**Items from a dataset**

--------------------

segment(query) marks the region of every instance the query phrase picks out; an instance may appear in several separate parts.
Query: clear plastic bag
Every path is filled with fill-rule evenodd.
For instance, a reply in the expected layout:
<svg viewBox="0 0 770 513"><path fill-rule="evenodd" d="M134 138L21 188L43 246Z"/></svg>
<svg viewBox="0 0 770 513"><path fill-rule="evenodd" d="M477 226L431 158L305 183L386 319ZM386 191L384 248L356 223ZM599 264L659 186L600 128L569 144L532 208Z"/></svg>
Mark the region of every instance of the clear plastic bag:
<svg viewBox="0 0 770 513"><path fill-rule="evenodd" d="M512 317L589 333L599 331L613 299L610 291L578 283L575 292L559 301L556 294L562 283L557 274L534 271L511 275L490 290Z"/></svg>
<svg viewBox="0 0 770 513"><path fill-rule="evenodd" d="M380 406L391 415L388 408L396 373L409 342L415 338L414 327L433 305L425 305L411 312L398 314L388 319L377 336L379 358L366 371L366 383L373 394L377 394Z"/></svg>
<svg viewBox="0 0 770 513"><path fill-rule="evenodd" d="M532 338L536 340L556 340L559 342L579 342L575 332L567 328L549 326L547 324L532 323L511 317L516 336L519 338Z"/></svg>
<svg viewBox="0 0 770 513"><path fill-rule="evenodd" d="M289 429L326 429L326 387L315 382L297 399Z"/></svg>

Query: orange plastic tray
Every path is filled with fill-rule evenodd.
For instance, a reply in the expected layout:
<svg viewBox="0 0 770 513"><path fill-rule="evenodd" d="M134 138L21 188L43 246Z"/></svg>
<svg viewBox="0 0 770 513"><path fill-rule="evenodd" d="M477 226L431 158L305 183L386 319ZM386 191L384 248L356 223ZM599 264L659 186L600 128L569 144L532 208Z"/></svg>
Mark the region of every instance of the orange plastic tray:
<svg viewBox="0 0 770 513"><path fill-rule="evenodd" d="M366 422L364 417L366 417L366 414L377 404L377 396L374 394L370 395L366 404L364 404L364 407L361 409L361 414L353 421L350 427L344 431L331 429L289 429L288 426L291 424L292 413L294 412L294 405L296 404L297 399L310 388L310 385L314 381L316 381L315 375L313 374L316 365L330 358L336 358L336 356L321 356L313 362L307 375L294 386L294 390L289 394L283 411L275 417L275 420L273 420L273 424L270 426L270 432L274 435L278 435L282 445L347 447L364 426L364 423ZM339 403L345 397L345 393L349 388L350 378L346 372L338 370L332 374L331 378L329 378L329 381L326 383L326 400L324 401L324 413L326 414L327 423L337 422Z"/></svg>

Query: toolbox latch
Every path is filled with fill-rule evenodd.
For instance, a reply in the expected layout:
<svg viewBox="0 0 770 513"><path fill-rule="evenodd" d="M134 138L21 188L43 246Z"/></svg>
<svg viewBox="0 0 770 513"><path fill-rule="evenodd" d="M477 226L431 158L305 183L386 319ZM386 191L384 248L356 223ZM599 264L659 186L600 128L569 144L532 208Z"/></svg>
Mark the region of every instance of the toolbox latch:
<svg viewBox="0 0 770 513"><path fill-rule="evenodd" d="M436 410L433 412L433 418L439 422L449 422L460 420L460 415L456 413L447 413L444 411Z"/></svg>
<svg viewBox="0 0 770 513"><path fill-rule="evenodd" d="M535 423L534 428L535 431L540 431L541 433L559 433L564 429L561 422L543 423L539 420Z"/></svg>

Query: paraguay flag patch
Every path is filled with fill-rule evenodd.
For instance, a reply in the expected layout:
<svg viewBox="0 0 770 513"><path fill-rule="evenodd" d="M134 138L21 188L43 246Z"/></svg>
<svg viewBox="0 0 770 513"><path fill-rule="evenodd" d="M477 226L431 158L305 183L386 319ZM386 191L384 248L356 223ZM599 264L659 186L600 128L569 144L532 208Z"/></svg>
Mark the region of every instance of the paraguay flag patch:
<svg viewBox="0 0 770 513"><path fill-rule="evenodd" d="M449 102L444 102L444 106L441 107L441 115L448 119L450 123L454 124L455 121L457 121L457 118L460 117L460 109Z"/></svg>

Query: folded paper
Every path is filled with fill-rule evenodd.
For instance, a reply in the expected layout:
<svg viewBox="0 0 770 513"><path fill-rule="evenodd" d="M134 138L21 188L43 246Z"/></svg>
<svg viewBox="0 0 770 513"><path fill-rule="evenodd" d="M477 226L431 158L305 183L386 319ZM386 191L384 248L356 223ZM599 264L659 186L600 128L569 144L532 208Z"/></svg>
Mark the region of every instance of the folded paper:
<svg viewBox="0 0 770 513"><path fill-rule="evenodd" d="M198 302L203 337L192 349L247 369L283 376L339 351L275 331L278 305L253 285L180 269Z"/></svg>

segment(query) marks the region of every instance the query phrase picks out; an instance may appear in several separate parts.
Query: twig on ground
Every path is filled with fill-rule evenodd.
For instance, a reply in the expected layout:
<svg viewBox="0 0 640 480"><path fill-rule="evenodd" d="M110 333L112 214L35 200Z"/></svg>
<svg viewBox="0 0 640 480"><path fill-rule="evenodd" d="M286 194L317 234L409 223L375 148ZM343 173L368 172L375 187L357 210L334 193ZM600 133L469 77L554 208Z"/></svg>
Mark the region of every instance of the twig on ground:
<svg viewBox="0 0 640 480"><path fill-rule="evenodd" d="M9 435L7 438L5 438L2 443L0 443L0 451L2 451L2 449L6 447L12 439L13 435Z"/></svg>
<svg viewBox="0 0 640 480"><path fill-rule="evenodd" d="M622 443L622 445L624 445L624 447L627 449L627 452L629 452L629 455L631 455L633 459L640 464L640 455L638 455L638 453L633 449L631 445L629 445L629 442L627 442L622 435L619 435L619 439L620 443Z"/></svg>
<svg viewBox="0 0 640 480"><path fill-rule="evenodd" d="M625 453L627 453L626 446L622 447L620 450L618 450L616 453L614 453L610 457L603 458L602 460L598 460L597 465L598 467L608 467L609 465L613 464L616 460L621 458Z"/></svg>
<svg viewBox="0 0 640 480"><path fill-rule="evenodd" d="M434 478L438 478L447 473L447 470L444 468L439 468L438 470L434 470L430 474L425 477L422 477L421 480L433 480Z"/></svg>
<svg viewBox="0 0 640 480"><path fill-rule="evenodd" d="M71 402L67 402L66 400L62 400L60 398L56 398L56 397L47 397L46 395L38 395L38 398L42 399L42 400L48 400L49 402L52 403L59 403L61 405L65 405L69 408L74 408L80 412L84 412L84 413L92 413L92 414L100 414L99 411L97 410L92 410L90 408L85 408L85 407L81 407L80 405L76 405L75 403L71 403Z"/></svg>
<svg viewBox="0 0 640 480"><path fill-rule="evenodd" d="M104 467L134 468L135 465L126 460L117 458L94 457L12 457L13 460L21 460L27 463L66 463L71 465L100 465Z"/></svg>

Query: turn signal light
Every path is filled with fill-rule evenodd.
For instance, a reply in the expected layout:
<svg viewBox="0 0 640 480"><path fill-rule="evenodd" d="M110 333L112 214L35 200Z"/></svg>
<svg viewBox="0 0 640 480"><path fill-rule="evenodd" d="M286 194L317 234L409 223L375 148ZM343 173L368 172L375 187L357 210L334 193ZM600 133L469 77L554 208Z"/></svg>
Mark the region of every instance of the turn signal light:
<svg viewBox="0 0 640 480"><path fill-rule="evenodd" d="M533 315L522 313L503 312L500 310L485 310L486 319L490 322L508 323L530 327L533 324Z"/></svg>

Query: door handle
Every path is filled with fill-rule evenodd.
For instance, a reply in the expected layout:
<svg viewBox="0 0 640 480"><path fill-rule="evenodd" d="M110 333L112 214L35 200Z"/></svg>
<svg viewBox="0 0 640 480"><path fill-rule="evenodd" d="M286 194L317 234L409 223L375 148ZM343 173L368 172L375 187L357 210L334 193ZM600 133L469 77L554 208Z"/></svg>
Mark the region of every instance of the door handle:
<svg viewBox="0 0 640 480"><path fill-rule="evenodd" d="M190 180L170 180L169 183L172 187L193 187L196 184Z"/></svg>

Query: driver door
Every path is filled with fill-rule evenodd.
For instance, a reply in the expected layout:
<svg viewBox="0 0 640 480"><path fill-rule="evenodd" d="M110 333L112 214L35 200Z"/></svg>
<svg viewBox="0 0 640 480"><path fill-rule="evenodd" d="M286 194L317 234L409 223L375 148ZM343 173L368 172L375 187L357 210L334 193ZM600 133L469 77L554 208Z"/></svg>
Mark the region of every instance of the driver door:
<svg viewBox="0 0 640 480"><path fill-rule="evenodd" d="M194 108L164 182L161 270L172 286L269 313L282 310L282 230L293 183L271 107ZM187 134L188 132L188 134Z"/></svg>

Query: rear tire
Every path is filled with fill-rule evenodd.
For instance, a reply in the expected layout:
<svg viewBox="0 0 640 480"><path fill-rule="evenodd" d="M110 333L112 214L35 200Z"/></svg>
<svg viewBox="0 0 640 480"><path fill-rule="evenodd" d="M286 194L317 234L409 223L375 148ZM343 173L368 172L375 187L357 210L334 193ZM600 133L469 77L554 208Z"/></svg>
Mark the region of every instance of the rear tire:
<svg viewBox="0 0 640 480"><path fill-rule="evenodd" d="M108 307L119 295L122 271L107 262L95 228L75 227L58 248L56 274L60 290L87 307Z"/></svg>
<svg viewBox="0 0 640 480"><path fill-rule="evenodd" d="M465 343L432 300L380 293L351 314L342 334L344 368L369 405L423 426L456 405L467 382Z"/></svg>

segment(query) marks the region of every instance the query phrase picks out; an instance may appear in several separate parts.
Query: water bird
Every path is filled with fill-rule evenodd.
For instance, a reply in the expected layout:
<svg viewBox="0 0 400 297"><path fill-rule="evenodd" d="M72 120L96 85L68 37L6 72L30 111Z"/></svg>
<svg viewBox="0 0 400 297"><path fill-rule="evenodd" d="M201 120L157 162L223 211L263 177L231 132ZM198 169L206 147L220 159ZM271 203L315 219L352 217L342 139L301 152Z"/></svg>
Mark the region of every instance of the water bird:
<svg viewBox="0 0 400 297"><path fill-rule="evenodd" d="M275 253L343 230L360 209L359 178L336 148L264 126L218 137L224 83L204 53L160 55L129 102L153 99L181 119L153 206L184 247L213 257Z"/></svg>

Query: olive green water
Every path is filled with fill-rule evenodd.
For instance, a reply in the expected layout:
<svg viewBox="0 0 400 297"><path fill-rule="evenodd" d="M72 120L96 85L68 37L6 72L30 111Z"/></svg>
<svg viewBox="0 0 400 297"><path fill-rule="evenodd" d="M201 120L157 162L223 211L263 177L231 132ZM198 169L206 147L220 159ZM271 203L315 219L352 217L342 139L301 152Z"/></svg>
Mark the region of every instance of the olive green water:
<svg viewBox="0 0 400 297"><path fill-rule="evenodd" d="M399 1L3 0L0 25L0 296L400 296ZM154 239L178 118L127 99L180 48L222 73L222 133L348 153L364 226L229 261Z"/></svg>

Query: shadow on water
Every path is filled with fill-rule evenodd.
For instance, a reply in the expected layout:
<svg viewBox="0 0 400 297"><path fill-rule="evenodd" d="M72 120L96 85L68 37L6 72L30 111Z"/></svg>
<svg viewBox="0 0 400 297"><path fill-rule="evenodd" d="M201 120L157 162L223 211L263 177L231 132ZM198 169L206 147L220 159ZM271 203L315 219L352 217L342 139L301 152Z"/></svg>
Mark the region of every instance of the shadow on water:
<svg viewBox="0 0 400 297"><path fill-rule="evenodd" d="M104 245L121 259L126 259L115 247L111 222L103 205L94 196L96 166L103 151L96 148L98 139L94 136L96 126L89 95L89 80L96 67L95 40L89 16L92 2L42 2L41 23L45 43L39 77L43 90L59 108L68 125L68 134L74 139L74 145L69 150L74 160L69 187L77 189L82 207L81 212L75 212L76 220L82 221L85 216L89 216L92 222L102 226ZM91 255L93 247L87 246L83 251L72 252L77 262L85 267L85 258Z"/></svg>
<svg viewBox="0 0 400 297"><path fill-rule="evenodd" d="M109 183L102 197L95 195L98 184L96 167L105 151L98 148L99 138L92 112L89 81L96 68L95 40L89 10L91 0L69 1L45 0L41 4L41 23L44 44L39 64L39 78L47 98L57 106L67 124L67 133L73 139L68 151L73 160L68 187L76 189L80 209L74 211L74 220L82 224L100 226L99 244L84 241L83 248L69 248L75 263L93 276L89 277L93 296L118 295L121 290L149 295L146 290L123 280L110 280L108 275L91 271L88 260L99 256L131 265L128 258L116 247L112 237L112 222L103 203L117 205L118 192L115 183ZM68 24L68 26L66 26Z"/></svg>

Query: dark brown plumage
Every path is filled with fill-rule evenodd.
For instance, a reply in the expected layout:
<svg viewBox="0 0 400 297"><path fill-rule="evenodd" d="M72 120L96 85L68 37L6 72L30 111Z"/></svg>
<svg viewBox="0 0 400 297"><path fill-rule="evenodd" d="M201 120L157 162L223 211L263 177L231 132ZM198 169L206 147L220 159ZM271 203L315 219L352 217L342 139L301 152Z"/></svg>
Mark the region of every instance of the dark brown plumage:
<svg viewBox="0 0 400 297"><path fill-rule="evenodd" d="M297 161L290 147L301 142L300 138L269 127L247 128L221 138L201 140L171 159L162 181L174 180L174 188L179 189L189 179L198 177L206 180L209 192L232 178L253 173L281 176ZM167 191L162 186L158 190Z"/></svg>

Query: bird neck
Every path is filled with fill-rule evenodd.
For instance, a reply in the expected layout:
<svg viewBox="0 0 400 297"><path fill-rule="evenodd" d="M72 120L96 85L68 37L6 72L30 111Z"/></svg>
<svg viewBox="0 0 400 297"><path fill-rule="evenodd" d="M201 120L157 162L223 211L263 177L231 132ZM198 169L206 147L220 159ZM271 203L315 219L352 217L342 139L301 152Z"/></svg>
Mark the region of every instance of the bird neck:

--------------------

**What you are asked to do**
From the records above, return each line where "neck" occurs.

**Task solution**
Query: bird neck
Mark the region of every instance of the bird neck:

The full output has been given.